**Brano**
%%

Alla scoperta di Vancouver Island, la più grande della costa occidentale del Nord America, al largo delle coste canadesi della British Columbia. Separata dal continente dallo stretto di Georgia, si estende per 450 chilometri da nord a sud. Qui la natura prevale sull’uomo ma l’uomo ne è parte integrante. Tutto ruota intorno agli sport legati all’ambiente, e il golf è protagonista con magnifici percorsi dove non è insolito trovare degli orsi a poca distanza dal gioco.
Sulla targa delle auto c’è il motto “Beautiful British Columbia”.
È proprio così. Ricorderete l’articolo dello scorso anno dove ho parlato del Quebec, territorio dell’est canadese, e del suo ‘feuillage’, lo straordinario fenomeno autunnale delle foglie di acero che assumono incredibili tonalità gialle e rosse che si perdono negli infiniti territori. Ancor più mi avevano colpito il vivere rilassato, l’educazione, il rispetto della gente e la serenità di una società che sembra avere superato senza traumi le grandi problematiche sociali che colpiscono il resto del mondo occidentale.
Quest’anno, anche per vedere se avrei provato le stesse sensazioni sono tornato in Canada, ma dall’altra parte, nel British Columbia, sull’Oceano Pacifico, atterrando a Vancouver, città moderna, assai ricca e cara. Conta circa 650mila abitanti nel Downtown e raggiunge i due milioni considerando l’area metropolitana.
È una delle città più vivibili del mondo, pur essendo un crogiolo di razze e lingue incredibile: solo la metà della popolazione parla inglese o un idioma ad esso vicino.

%%

**Compito scritto 1**
Ricopia dal brano su Vancouver Island il passo che inizia con "È proprio così." e termina con "del mondo occidentale.".
**Compito scritto 2**
Secondo il brano su Vancouver Island, quale motto compare sulle targhe delle auto?
Le righe non servono per questo lavoro.

**Righe estratte**
%%

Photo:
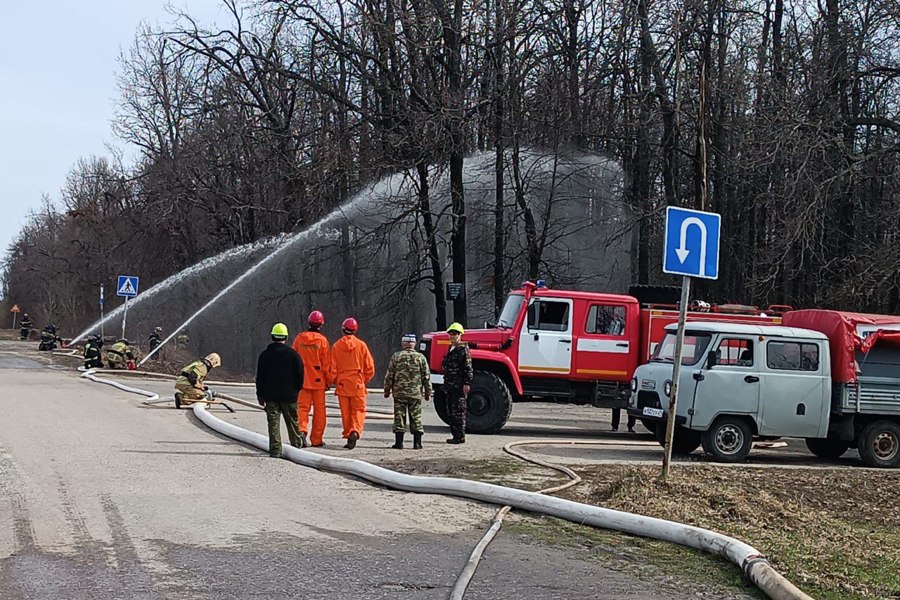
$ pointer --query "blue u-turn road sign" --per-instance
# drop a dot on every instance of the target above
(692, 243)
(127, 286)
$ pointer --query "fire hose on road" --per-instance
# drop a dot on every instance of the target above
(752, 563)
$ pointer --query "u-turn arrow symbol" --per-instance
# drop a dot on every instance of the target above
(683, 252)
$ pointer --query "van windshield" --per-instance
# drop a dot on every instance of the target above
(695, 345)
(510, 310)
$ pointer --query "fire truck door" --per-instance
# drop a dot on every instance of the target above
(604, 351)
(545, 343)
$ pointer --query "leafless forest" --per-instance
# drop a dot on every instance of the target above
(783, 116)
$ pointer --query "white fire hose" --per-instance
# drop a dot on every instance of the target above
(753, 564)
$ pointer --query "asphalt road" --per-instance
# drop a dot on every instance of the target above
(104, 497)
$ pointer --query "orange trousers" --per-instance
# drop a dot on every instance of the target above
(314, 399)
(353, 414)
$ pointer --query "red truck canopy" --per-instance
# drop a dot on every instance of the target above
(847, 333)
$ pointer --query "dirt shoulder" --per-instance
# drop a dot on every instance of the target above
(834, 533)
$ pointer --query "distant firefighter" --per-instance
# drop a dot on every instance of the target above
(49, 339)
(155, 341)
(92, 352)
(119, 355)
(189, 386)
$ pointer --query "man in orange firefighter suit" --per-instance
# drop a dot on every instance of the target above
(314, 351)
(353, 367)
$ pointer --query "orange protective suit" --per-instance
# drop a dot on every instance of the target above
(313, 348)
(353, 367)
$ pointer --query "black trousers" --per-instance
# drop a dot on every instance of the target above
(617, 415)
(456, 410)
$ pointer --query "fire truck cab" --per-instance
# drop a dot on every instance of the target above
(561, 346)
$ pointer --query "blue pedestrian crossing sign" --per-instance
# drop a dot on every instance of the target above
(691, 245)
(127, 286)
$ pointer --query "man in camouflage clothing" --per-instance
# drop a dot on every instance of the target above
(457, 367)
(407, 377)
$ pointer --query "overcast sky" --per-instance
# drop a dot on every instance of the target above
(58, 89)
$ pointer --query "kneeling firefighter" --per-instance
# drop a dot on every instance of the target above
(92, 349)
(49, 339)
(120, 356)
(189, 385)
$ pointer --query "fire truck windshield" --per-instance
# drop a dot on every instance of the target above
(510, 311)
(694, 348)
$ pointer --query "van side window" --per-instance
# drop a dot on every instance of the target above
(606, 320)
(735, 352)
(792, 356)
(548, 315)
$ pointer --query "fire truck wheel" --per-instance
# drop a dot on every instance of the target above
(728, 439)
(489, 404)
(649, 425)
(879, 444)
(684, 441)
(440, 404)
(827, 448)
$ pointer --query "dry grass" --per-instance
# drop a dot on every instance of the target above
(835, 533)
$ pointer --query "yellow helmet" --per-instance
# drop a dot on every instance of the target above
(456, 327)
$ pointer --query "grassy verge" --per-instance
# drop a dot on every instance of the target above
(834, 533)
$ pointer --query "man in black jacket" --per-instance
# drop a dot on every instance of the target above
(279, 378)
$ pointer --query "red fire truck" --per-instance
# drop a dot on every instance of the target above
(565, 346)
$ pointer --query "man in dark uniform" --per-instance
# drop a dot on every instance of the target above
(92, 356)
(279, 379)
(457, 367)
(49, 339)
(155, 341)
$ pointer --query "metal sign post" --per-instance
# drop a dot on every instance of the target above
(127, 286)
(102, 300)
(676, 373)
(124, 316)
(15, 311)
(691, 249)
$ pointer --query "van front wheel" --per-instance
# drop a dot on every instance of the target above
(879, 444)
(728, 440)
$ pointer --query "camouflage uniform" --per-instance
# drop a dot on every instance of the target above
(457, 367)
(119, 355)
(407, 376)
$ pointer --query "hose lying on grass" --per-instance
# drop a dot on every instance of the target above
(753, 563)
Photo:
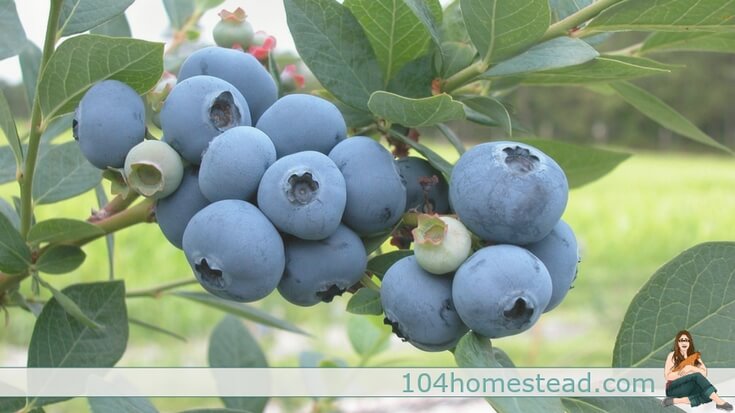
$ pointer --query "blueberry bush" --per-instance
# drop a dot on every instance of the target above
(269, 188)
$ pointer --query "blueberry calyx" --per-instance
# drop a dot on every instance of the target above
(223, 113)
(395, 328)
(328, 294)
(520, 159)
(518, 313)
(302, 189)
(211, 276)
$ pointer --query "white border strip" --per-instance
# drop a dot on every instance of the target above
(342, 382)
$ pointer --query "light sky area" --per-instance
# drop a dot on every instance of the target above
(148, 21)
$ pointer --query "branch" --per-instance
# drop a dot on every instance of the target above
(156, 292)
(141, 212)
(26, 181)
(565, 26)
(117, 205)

%%

**Soluzione svolta 1**
È proprio così. Ricorderete l’articolo dello scorso anno dove ho parlato del Quebec, territorio dell’est canadese, e del suo ‘feuillage’, lo straordinario fenomeno autunnale delle foglie di acero che assumono incredibili tonalità gialle e rosse che si perdono negli infiniti territori. Ancor più mi avevano colpito il vivere rilassato, l’educazione, il rispetto della gente e la serenità di una società che sembra avere superato senza traumi le grandi problematiche sociali che colpiscono il resto del mondo occidentale.

**Soluzione svolta 2**
“Beautiful British Columbia”.